* _TRY IT_: Please edit the passage of the Don Imus piece starting at "So, as a thought" and ending at "a good thing?", putting "howling crowd" in place of "screeching horde", and give the revised passage.

* _DOCUMENT EXTRACT_:
=-=-=-=-=
Blowback
You know, Don Imus said a stupendously stupid thing - something he himself admitted - repeatedly - many times. He has been fired from his job as a result. And there is much high-fiving and celebratory crowing about the fact that there is a brandy-new, spanking-clean head to mount on the pike the left is so very fond of these days.
Frankly, the very few times I have ever listened to Imus, he has been completely boring. He is not someone I would bother spending time listening to. Much like Howard Stern, I found his shtick banal to the point of tears. But he said something that is completely wrong. Period. He has paid dearly for that stupidity.
But it is instructive to take a look at what the headhunting mob of pitchfork wielders hath wrought. First, Imus, whether I liked him or not, gave a very willing platform to politicians - many of them Democrats. Second, Imus, it turns out, has a long history of actually trying to help kids - with cancer, no less - and that is now in jeopardy.
With Imus out of a job, some wonder whether the pipeline to charity money will eventually dry up.
Just as corporate sponsors backed away from his radio show, "I think you'll see a similar effect on the charity, where the corporate donors will find a less hot-button charity to support," said Trent Stamp, president of Charity Navigator, a New Jersey-based charity watchdog group.
Imus said he and his wife Deirdre are round-the-clock surrogate parents to the youngsters who spend a week at the property, nearly half of whom are from minority groups and 10 percent are black.
"There's not an African-American parent on the planet who has sent their child to the Imus Ranch who didn't trust me and trust my wife," he said on his show. "And when these kids die, we don't just go to the white kid's funeral."
Kansas horseman Rob Phillips says he still plans to give the ranch proceeds from a 500-mile charity race he's staging this fall. But Phillips worries that without Imus's radio forum, the ranch and other charities will suffer.
"He had a capability to get on the air and raise a tremendous amount of money for these causes," Phillips said. "I don't see anybody else doing that."
So, as a thought experiment ask yourself how much the screeching horde that ran Imus to ground and claimed his scalp have done for anyone, sick or not, lately. And ask how the hopeful politicians - many Democrats - are going to replace that huge, free venue that Imus gave them.
Then ask yourself: why is this all a good thing?
=-=-=-=-=
* _Image point grounding data_:
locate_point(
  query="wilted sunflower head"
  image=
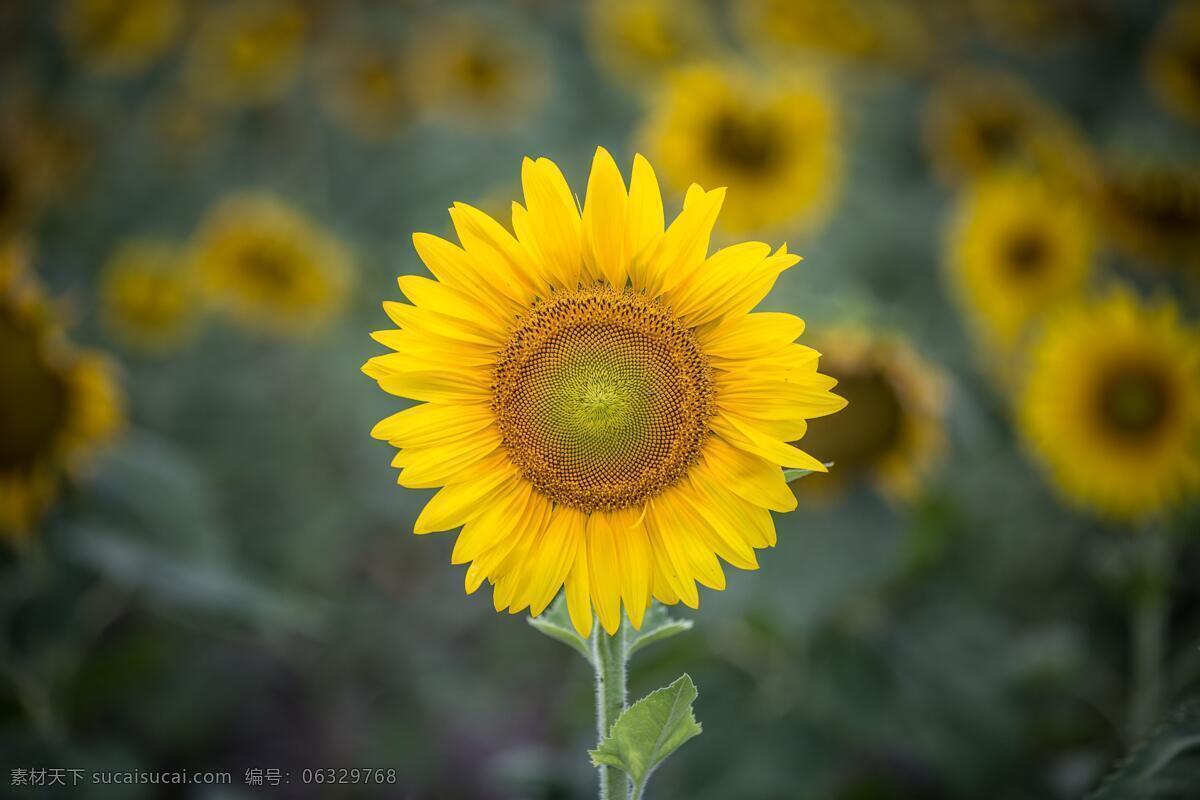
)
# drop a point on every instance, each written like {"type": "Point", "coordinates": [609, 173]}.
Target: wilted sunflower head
{"type": "Point", "coordinates": [1017, 247]}
{"type": "Point", "coordinates": [892, 431]}
{"type": "Point", "coordinates": [1111, 405]}
{"type": "Point", "coordinates": [364, 88]}
{"type": "Point", "coordinates": [1037, 24]}
{"type": "Point", "coordinates": [57, 404]}
{"type": "Point", "coordinates": [247, 52]}
{"type": "Point", "coordinates": [121, 37]}
{"type": "Point", "coordinates": [595, 402]}
{"type": "Point", "coordinates": [1173, 64]}
{"type": "Point", "coordinates": [477, 70]}
{"type": "Point", "coordinates": [640, 40]}
{"type": "Point", "coordinates": [149, 295]}
{"type": "Point", "coordinates": [270, 265]}
{"type": "Point", "coordinates": [773, 143]}
{"type": "Point", "coordinates": [1152, 210]}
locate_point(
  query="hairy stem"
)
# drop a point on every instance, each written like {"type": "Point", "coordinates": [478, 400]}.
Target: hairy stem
{"type": "Point", "coordinates": [609, 655]}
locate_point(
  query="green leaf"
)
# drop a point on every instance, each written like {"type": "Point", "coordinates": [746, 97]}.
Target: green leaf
{"type": "Point", "coordinates": [649, 731]}
{"type": "Point", "coordinates": [1163, 767]}
{"type": "Point", "coordinates": [556, 623]}
{"type": "Point", "coordinates": [657, 625]}
{"type": "Point", "coordinates": [795, 474]}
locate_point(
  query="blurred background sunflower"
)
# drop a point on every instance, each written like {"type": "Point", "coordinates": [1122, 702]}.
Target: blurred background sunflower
{"type": "Point", "coordinates": [205, 564]}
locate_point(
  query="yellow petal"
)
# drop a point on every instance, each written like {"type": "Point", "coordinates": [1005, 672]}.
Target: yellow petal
{"type": "Point", "coordinates": [427, 468]}
{"type": "Point", "coordinates": [684, 246]}
{"type": "Point", "coordinates": [454, 266]}
{"type": "Point", "coordinates": [579, 594]}
{"type": "Point", "coordinates": [753, 440]}
{"type": "Point", "coordinates": [431, 323]}
{"type": "Point", "coordinates": [552, 221]}
{"type": "Point", "coordinates": [552, 558]}
{"type": "Point", "coordinates": [670, 557]}
{"type": "Point", "coordinates": [495, 525]}
{"type": "Point", "coordinates": [751, 336]}
{"type": "Point", "coordinates": [643, 217]}
{"type": "Point", "coordinates": [510, 268]}
{"type": "Point", "coordinates": [604, 222]}
{"type": "Point", "coordinates": [444, 386]}
{"type": "Point", "coordinates": [430, 425]}
{"type": "Point", "coordinates": [605, 571]}
{"type": "Point", "coordinates": [433, 295]}
{"type": "Point", "coordinates": [636, 561]}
=-=-=-=-=
* _EXERCISE RESPONSE_:
So, as a thought experiment ask yourself how much the howling crowd that ran Imus to ground and claimed his scalp have done for anyone, sick or not, lately. And ask how the hopeful politicians - many Democrats - are going to replace that huge, free venue that Imus gave them.
Then ask yourself: why is this all a good thing?